* [Passage shown]
Does 790FX + SB750 = High-End Overclocking?

Foxconn A79A-S

Foxconn took a more calculated approach to launching its high-end Spider platform motherboard, waiting for the SB750 to arrive before releasing any 790FX product. That means the A79A-S is an all-new product, and that Foxconn had a very long time to prepare and test its new board, since the earlier southbridge is pin-compatible.

PCI Express 2.0 slots look somewhat more crowded than on the competing Asus product, but looks can be deceiving—both products block off one, and only one, graphics card slot when double-thick graphics coolers are used. Both motherboards are limited to a maximum of three double-slot cards, such as the high-end HD 4870 or four single-slot cards, such as the mid-market HD 4850.

Foxconn’s use of a five-phase voltage regulator might be seen as a potential weakness in light of Asus’ 10-phase design, but our overclocking results are a better indicator of the effect on stability.

* [Stated task 1]
Reproduce the Foxconn A79A-S review above word for word, from its heading to its final sentence.

* [Records for this exercise]
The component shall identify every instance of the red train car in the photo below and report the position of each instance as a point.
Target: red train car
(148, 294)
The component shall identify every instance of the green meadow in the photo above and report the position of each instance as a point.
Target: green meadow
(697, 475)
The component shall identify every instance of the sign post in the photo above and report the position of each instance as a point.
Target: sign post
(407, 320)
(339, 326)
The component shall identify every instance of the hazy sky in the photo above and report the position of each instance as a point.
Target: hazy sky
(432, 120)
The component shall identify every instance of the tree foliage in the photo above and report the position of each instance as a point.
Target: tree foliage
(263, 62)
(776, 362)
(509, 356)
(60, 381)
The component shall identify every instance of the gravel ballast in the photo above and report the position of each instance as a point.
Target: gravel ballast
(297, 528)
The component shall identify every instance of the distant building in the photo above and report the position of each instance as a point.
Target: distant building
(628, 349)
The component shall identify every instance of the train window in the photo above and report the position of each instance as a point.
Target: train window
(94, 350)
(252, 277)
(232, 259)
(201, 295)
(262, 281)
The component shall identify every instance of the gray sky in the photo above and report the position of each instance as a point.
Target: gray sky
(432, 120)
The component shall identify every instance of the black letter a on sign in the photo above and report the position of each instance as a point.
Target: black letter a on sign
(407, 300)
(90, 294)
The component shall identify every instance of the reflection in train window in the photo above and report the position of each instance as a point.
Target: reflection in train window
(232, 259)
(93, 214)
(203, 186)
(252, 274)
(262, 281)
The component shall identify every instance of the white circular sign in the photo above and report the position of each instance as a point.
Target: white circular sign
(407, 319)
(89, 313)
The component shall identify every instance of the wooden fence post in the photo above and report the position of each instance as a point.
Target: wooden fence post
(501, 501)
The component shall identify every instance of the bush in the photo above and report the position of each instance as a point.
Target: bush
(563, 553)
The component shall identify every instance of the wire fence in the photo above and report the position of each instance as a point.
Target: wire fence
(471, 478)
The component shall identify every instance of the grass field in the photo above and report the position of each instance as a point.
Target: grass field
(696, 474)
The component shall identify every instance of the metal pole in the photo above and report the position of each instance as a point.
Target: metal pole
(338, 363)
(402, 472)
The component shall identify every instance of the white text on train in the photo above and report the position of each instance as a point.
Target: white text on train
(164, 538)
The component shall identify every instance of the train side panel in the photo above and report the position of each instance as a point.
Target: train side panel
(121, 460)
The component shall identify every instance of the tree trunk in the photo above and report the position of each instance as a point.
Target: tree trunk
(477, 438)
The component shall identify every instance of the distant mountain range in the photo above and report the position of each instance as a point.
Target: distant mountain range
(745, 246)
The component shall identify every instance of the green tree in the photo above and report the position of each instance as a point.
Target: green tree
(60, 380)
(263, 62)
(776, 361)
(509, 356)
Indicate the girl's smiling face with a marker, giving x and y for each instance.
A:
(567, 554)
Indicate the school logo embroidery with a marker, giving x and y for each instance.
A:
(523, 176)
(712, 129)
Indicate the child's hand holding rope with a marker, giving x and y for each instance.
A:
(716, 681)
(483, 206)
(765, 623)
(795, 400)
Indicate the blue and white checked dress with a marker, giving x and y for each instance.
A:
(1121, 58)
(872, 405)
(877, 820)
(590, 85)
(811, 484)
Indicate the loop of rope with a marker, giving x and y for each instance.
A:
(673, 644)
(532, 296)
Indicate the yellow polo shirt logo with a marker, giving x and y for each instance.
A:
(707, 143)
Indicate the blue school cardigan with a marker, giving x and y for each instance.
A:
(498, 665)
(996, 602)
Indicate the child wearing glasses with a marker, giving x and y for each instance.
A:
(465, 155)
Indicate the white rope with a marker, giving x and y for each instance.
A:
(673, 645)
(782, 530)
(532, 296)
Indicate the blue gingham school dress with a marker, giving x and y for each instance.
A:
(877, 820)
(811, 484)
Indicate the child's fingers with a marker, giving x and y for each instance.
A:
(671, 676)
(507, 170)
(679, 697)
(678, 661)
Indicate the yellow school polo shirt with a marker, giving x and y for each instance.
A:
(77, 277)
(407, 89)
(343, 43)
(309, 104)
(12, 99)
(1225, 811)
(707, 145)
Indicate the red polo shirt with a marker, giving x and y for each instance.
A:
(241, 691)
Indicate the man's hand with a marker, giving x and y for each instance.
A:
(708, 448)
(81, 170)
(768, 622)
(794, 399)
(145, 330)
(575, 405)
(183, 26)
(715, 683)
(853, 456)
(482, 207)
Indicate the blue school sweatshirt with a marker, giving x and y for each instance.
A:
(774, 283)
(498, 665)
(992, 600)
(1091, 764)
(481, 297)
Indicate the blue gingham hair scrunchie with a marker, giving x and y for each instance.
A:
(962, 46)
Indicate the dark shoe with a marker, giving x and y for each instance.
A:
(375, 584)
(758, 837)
==
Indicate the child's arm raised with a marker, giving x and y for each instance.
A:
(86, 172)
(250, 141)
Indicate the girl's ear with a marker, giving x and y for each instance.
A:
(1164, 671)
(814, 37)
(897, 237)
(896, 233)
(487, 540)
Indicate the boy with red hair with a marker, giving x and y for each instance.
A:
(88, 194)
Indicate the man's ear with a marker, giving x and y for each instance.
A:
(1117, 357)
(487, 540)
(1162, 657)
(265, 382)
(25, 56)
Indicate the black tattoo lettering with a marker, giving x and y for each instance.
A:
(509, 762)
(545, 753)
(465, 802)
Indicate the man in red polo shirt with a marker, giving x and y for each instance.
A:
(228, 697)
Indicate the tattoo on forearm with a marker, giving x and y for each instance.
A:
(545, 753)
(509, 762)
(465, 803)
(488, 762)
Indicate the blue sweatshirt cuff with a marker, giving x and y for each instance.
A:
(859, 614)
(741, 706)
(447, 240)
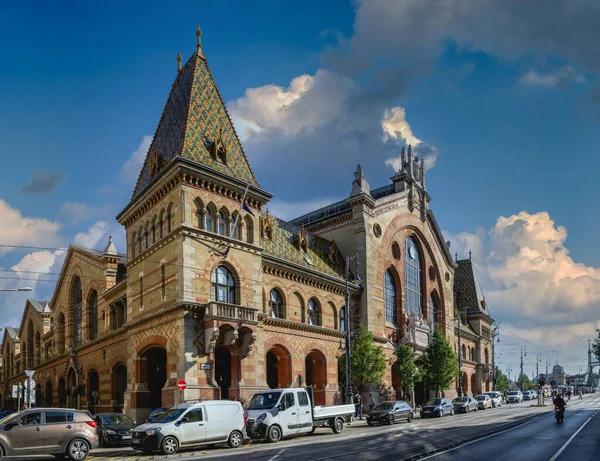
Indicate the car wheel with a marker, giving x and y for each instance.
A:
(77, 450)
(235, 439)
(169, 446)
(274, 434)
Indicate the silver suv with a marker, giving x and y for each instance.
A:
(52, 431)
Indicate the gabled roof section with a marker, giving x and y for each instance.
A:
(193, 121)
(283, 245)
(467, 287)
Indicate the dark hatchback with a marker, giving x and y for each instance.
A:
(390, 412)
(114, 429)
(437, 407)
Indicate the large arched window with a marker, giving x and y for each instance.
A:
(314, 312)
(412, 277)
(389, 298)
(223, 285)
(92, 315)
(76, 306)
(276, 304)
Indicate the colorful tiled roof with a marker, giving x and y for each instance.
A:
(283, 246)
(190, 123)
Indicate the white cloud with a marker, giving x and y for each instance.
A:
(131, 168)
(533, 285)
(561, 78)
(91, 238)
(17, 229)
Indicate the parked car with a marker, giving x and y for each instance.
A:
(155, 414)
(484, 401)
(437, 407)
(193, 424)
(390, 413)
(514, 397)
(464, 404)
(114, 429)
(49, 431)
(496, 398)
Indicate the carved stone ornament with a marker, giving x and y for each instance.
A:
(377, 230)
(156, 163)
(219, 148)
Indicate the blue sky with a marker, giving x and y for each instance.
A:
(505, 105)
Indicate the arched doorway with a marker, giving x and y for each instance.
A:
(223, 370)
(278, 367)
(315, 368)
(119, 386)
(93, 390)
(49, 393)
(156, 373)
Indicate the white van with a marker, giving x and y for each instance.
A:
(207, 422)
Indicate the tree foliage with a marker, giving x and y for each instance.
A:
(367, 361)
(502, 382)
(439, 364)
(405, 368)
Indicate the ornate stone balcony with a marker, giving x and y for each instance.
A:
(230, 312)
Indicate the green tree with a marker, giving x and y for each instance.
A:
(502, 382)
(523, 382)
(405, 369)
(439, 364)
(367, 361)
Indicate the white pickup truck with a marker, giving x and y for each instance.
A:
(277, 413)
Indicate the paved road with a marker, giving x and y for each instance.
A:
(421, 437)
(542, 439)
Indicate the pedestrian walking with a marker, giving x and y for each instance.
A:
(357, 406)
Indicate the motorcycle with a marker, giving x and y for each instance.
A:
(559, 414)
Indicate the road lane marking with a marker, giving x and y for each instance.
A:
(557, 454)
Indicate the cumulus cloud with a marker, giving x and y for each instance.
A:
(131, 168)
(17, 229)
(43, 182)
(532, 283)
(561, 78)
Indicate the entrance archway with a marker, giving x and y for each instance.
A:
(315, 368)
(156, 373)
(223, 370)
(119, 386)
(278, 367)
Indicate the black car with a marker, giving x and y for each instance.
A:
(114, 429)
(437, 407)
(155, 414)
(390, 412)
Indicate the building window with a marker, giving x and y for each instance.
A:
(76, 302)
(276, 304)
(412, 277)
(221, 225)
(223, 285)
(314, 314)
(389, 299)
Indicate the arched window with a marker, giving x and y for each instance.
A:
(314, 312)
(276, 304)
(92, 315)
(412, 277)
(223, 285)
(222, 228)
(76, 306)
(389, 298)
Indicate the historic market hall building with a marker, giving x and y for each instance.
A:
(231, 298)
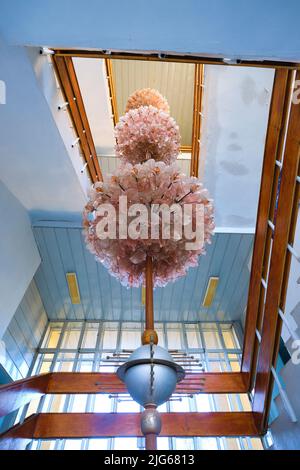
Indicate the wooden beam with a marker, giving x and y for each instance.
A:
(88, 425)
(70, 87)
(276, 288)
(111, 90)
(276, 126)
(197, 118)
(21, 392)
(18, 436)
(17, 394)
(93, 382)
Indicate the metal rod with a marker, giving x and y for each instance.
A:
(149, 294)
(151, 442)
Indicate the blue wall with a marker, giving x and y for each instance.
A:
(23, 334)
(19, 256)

* [Stated task 2]
Gather every line of the records above that contains the word "window".

* [Correct result 1]
Does 790FX + SB750 = High-End Overclocking?

Foxconn A79A-S

Foxconn took a more calculated approach to launching its high-end Spider platform motherboard, waiting for the SB750 to arrive before releasing any 790FX product. That means the A79A-S is an all-new product, and that Foxconn had a very long time to prepare and test its new board, since the earlier southbridge is pin-compatible.

PCI Express 2.0 slots look somewhat more crowded than on the competing Asus product, but looks can be deceiving—both products block off one, and only one, graphics card slot when double-thick graphics coolers are used. Both motherboards are limited to a maximum of three double-slot cards, such as the high-end HD 4870 or four single-slot cards, such as the mid-market HD 4850.

Foxconn’s use of a five-phase voltage regulator might be seen as a potential weakness in light of Asus’ 10-phase design, but our overclocking results are a better indicator of the effect on stability.

* [Correct result 2]
The component shall identify every instance of the train window in the photo above and report the position of each instance as a point.
Target: train window
The component shall identify every instance of the reflection in train window in the photo above and report the position of each instance as a point.
Target: reflection in train window
Indicate the large arched window with a marker, giving x and y for each instance.
Indicate the building window with a marker, giving x and y for each instance.
Indicate the arched window with a marker, giving x and y for each instance.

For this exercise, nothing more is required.